Para a juventude, fazer o que não é permitido, afrontar as regras impostas pelos adultos e pelas “autoridades”, não deixa de se confundir, também, com certo tipo de ritual de passagem. Da mesma forma que o menino, na adolescência, questiona a autoridade do pai, e com ele compete, até certo ponto, na formação e afirmação de sua própria personalidade – e essa conquista de um espaço próprio independe de sexo –, tentar quebrar os limites impostos pelas gerações anteriores tem sido parte, há séculos, da própria evolução da humanidade. Isso talvez explique parte da popularidade das drogas nos últimos 100 anos.

Até serem proibidas, a maconha e a cocaína, antes restritas aos consultórios psiquiátricos e gabinetes dentários, como relaxantes e analgésicos, nunca foram vistas como uma forma de transgressão social. Foi justamente a partir da Lei Seca, nos Estados Unidos, que elas começaram a adquirir um caráter mais contestatório.

Na década de 1970, a maconha era a droga da contestação, o LSD, a da criação e do esoterismo, a heroína, a da autodestruição, e a cocaína, ainda, principalmente a das festas e da burguesia. Por um lado, o sistema aumentou a repressão ao seu consumo, como parte de sua reação a uma geração que contestava a Guerra do Vietnã e o complexo industrial-militar nos Estados Unidos, e tomava as ruas e as universidades em países como a França, o México e o Brasil.

Para quem ocupava o poder, era interessante associar a utopia e a luta por um mundo melhor a uma espécie de fuga, de negação ao equilíbrio e à responsabilidade, favorecida pelo consumo de entorpecentes. Por outro lado, apertar a repressão aumentava também a demanda e o preço dessas substâncias, criando um mercado de bilhões de dólares, que favorecia, paradoxalmente, o enriquecimento fácil de parte do próprio sistema. Surgiram os cartéis de produção, transporte e comercialização, a partir da Bolívia, do Peru, da Colômbia e do México, que se transformou em corredor para o acesso ao mercado norte-americano, o maior do mundo.

*Dados fornecidos:*
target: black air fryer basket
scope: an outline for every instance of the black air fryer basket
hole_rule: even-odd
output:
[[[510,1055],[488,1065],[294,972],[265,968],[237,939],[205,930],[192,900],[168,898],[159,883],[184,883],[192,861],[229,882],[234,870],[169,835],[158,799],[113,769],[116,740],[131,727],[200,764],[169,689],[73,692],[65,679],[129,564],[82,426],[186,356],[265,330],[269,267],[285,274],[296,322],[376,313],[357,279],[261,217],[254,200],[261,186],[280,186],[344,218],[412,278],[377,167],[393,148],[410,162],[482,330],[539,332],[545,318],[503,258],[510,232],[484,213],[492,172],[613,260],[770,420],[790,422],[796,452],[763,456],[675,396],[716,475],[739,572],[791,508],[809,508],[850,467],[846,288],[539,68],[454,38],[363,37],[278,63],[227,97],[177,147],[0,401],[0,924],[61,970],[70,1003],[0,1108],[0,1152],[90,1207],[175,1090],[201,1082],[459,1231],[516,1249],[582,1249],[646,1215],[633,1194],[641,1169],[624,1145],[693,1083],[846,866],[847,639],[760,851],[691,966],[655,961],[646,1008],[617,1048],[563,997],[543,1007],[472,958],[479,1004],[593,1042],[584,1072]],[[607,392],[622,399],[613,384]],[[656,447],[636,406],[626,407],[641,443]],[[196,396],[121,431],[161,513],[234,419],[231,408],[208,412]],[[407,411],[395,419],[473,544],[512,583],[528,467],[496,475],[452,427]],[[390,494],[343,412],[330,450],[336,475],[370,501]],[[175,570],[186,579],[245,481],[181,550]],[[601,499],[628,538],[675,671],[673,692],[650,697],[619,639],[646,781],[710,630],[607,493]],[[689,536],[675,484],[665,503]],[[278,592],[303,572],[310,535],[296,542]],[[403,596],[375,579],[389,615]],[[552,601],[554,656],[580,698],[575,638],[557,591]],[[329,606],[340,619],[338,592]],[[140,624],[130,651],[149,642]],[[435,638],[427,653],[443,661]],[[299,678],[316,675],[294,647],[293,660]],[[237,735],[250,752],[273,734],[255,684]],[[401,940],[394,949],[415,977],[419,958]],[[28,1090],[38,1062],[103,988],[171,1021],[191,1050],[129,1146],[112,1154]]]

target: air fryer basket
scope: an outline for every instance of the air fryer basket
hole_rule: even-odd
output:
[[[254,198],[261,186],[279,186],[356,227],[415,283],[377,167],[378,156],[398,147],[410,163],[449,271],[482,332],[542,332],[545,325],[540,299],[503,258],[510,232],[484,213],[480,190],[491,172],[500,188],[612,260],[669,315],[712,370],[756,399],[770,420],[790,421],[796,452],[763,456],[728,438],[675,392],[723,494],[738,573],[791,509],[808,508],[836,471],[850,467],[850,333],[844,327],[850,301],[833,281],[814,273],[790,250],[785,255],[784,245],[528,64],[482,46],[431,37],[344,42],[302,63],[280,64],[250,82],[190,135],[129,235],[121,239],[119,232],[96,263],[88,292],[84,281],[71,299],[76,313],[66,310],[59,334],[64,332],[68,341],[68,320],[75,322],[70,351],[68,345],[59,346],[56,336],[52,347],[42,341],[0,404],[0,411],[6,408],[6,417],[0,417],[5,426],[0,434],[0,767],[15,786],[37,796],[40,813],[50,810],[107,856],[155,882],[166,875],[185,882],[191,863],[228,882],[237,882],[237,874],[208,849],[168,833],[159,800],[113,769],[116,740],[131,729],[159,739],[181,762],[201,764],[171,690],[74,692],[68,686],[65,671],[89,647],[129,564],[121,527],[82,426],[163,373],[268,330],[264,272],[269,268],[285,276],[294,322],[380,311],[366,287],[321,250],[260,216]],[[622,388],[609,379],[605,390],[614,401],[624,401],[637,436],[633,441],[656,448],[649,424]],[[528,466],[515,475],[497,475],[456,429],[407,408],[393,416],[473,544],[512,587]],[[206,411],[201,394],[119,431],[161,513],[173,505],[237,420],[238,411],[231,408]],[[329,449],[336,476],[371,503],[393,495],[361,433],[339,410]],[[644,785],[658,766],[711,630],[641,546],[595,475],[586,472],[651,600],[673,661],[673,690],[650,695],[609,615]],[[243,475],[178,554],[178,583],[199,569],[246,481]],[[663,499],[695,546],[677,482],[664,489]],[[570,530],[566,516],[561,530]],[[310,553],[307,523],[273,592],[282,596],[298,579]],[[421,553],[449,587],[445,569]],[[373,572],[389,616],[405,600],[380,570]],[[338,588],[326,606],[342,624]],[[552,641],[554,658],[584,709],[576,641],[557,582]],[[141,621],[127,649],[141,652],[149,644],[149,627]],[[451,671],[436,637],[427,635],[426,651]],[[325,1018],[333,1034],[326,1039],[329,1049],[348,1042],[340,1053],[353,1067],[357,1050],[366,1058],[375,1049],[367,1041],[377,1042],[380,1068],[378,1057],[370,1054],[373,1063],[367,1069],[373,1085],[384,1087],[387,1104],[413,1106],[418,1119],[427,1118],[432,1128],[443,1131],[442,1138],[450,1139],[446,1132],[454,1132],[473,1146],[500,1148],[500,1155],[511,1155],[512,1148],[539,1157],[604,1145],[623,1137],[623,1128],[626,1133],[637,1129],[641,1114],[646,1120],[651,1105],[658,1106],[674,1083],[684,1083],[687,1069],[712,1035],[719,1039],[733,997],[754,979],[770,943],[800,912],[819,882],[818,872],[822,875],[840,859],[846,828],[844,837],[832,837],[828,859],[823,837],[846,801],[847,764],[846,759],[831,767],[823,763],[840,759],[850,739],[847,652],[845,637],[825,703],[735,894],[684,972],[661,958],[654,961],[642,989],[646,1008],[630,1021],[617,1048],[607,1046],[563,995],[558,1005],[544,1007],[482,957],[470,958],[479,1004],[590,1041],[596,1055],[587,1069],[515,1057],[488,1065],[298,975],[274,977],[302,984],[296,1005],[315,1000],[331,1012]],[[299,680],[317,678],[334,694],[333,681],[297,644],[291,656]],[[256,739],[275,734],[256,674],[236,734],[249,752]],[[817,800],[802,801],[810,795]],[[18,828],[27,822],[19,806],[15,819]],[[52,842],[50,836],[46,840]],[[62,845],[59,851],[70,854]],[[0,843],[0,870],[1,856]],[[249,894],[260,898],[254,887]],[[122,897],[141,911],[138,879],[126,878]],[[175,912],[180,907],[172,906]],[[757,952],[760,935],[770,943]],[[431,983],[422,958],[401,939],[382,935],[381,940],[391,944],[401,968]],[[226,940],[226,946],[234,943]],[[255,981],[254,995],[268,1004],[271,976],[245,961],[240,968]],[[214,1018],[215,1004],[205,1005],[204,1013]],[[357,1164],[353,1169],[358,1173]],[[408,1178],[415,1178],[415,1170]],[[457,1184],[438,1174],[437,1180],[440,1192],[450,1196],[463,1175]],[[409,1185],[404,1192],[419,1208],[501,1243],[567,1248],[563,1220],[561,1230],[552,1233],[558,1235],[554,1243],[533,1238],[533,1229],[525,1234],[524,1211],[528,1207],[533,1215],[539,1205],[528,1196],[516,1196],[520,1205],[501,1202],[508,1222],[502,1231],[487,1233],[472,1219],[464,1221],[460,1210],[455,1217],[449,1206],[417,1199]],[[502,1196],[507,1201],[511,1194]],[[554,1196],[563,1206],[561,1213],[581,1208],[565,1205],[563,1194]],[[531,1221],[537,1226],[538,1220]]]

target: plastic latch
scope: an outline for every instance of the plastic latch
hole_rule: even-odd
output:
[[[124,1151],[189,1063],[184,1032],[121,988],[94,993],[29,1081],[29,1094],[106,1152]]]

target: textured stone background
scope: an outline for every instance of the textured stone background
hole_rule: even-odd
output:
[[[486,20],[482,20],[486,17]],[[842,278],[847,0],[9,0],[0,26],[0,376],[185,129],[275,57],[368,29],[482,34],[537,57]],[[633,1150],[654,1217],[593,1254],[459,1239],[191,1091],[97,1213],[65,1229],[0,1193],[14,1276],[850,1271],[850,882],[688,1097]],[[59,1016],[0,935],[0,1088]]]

*Desafio:* Prossiga o texto sobre a proibição das drogas e a transgressão juvenil, começando logo após a última frase dele.

*Resultado:*
E, como ocorreu na época da Lei Seca, o lobby do proibicionismo como única resposta da sociedade às drogas ilícitas criou, nos países produtores e consumidores, uma rede de milhares de advogados, jornalistas sensacionalistas, deputados e senadores que se elegem sob a égide do “combate à violência”, ONGs de todo o tipo e policiais corruptos, que sobrevivem, direta ou indiretamente, da repressão vigente.

Hoje, no Brasil, a situação chegou a tal ponto que a pergunta que deveríamos nos fazer é a seguinte: o que mata mais, as drogas ou a estrutura do aparato de repressão a elas?

Tivemos, em nosso país, mais de 600 mil homicídios nos últimos dez anos. A população carcerária aumentou exponencialmente, e o número de crimes continua crescendo. Em nome do combate às drogas, morrem, todos os anos, policiais e traficantes, “aviões” e moradores, inocentes, da periferia. As prisões estão se enchendo, dia a dia, de pessoas que, muitas vezes, misturam substâncias químicas em casa, e que disputam o direito de vender essas substâncias – basicamente anfetaminas – como se fossem derivadas da cocaína.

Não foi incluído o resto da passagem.